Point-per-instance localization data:
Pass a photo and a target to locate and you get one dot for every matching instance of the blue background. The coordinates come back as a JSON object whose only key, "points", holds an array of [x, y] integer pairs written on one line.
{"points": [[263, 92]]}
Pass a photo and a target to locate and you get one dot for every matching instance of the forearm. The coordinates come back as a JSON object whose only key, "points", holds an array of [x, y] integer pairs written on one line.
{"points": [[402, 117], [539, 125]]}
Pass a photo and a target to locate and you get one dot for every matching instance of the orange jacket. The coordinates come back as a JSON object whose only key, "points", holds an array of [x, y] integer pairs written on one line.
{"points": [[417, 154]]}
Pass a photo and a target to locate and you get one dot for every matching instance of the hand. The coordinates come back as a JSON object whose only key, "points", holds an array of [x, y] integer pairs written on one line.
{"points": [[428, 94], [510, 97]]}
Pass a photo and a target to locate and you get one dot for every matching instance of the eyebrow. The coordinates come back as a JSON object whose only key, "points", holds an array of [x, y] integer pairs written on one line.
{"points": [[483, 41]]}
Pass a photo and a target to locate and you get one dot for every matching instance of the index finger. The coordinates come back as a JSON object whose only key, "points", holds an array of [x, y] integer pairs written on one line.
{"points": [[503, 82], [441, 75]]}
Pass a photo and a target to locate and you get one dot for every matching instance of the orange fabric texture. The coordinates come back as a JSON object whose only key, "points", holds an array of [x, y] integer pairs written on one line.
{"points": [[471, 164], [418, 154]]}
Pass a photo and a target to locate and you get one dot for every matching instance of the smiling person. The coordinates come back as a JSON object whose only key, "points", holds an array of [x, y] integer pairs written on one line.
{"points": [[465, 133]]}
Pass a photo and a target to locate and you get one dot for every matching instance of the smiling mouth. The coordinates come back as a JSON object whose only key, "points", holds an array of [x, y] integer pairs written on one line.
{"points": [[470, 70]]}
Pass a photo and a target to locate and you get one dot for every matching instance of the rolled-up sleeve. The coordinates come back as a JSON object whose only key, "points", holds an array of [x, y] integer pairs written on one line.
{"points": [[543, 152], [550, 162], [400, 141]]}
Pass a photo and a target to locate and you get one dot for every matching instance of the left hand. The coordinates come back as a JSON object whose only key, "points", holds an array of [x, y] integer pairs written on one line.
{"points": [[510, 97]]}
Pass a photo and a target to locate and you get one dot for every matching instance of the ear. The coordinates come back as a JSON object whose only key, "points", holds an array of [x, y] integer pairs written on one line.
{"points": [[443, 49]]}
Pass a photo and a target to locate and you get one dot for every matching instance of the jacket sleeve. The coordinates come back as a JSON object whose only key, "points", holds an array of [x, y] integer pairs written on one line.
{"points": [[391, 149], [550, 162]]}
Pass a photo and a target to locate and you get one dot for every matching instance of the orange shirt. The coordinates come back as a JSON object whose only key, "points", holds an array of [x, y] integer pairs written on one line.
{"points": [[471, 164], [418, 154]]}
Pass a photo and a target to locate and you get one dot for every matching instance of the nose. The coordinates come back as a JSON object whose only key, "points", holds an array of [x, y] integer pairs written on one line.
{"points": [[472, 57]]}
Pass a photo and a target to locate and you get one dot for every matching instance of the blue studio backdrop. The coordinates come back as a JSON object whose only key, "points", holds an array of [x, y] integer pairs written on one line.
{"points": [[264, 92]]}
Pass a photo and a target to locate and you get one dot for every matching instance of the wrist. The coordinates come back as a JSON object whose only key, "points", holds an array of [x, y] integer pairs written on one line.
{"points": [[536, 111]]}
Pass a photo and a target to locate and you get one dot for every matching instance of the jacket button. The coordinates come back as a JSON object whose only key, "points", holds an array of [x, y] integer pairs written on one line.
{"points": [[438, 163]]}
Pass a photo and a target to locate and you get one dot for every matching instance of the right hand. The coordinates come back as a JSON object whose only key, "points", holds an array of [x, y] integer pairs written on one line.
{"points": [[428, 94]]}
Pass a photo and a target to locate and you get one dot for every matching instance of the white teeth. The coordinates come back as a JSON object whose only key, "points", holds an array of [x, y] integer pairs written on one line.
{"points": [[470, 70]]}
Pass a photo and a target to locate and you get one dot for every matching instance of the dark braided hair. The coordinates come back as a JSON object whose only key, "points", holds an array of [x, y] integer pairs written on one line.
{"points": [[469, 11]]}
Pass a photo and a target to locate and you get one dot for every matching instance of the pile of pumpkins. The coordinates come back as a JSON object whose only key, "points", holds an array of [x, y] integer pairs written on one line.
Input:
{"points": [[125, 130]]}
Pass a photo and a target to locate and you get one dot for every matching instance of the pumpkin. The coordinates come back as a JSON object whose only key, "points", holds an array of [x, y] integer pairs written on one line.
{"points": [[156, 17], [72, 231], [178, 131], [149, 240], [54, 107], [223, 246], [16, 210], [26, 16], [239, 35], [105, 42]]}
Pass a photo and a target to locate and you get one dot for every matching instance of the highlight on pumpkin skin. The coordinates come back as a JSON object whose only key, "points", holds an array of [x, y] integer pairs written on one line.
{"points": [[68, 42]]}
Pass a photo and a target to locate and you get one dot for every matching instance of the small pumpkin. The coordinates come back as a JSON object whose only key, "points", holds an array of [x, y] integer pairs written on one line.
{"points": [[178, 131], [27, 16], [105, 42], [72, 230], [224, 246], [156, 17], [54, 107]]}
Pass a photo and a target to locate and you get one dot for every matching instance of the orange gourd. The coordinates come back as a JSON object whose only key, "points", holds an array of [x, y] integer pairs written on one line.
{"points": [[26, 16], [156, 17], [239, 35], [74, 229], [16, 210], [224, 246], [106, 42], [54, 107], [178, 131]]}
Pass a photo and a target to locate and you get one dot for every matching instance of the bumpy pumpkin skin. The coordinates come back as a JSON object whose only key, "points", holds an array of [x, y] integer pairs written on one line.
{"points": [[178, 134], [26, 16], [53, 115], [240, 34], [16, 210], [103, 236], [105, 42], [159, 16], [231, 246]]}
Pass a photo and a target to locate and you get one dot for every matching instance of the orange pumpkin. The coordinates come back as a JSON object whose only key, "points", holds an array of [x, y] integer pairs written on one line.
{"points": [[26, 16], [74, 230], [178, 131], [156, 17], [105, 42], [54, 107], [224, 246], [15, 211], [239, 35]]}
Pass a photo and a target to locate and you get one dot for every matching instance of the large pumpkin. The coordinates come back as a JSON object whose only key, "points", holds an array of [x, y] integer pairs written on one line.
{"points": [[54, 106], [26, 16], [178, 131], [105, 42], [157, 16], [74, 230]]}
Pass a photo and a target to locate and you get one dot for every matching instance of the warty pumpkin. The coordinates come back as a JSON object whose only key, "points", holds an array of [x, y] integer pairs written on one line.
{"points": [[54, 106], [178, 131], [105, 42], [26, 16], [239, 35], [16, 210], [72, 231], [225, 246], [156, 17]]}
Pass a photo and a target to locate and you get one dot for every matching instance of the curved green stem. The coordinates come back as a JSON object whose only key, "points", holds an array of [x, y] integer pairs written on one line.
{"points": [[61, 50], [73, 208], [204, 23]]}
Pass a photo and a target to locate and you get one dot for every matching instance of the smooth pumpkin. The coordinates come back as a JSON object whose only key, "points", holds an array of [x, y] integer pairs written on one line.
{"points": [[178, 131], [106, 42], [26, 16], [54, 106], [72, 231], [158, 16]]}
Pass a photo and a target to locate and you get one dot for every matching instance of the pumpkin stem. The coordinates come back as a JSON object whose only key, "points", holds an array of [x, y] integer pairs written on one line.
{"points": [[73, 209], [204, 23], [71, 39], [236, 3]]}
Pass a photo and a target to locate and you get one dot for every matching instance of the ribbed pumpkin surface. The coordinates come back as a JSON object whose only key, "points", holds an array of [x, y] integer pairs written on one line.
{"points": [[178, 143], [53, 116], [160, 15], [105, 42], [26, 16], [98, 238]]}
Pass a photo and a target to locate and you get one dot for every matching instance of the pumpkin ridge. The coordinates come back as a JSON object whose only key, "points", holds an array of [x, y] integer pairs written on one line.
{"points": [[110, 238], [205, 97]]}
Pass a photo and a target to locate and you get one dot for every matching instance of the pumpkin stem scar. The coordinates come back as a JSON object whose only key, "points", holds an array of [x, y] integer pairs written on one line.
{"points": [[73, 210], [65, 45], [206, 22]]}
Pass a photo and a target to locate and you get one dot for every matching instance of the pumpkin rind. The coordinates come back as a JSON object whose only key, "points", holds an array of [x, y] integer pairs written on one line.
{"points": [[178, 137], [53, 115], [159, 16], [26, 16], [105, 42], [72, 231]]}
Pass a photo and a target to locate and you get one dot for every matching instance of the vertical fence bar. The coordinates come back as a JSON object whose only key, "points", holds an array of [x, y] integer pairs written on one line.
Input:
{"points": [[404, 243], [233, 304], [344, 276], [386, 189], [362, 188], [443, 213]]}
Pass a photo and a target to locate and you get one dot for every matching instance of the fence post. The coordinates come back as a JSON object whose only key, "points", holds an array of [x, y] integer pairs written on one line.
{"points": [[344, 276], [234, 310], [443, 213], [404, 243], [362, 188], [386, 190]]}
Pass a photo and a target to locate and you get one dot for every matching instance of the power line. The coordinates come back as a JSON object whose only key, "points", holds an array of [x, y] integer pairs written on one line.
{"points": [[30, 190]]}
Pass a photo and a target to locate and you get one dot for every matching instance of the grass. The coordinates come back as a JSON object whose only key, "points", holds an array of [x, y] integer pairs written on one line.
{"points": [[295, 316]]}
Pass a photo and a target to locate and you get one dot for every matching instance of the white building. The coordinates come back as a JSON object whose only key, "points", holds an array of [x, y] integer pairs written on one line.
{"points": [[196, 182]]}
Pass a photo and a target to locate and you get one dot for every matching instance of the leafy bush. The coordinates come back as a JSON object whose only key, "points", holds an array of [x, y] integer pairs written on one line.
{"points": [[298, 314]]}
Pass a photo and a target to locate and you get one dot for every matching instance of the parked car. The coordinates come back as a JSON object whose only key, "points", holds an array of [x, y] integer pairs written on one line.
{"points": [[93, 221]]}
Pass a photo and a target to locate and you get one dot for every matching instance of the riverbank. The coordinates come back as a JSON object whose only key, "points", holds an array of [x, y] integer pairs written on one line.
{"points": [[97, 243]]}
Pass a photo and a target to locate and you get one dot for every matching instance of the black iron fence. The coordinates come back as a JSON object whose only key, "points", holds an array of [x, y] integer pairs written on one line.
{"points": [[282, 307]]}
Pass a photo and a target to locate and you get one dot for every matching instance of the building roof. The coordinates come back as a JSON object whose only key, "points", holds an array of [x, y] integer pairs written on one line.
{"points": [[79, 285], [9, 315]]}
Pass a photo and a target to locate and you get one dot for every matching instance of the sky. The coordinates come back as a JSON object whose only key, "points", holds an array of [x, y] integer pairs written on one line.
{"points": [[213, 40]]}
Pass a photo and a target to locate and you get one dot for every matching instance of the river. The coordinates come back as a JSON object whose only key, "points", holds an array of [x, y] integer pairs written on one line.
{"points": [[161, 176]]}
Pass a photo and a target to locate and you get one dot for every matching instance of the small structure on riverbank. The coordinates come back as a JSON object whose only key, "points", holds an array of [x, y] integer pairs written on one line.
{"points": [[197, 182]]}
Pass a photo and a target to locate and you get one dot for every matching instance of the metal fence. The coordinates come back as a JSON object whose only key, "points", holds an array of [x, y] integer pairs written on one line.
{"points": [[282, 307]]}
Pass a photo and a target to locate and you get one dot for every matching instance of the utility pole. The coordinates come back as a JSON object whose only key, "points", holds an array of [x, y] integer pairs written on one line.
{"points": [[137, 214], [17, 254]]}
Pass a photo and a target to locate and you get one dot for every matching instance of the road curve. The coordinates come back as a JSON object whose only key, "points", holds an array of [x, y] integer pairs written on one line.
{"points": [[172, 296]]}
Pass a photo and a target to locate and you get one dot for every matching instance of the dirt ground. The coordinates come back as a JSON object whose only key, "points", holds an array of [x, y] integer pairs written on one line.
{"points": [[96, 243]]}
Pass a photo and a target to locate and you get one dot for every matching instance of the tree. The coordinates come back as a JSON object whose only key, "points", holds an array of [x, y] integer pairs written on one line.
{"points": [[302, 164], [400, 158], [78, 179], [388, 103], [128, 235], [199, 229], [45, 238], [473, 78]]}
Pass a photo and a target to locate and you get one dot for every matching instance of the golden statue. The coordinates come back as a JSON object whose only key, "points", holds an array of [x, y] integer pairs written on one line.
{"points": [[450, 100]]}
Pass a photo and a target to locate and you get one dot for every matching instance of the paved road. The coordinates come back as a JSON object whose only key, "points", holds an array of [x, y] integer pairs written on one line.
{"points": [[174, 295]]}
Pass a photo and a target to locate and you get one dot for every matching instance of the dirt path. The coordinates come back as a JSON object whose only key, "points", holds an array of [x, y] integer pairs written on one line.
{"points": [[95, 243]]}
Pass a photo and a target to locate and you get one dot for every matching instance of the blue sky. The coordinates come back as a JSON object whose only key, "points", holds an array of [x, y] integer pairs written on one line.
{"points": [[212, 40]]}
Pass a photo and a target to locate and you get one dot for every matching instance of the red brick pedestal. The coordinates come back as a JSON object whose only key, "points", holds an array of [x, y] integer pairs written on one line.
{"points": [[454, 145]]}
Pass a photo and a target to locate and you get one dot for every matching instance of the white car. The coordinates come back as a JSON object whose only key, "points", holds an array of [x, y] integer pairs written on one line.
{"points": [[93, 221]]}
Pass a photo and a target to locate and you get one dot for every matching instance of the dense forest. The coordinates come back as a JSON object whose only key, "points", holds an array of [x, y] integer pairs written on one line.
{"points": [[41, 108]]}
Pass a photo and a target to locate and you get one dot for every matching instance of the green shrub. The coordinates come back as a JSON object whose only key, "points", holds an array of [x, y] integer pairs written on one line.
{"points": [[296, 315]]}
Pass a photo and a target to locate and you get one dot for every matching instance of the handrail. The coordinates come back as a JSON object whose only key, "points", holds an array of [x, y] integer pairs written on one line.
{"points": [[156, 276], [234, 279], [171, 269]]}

» **REQUIREMENT**
The line with "the white car." marks where to start. Transcribe from there through the final line of the records, exactly and with nothing added.

» **EXERCISE RESPONSE**
Pass a photo and a target to locate and you get one dot for every matching instance of the white car. The coordinates come back as a JSON object whose only key, "points", holds an array of [x, y] integer pairs written on one line.
{"points": [[93, 221]]}
Pass a photo and a target to locate and you get one dot for every matching instance of the dense forest. The coordinates come back as a JSON object whose only key, "points", holds an array of [x, y] integer pairs written on one line.
{"points": [[41, 108]]}
Pass a photo and a target to locate and you get one dot for every matching instance of the green shrub. The coordinates come back as a JSON object whose only key, "points", holds an array of [x, y] integer pairs written on one line.
{"points": [[296, 315]]}
Pass a photo and a target to locate and you get one dot for every matching instance of the handrail. The coordinates come back as a JSON object whose only key, "points", holds an array of [x, y] integer pairs written on one line.
{"points": [[156, 276], [234, 279], [171, 269]]}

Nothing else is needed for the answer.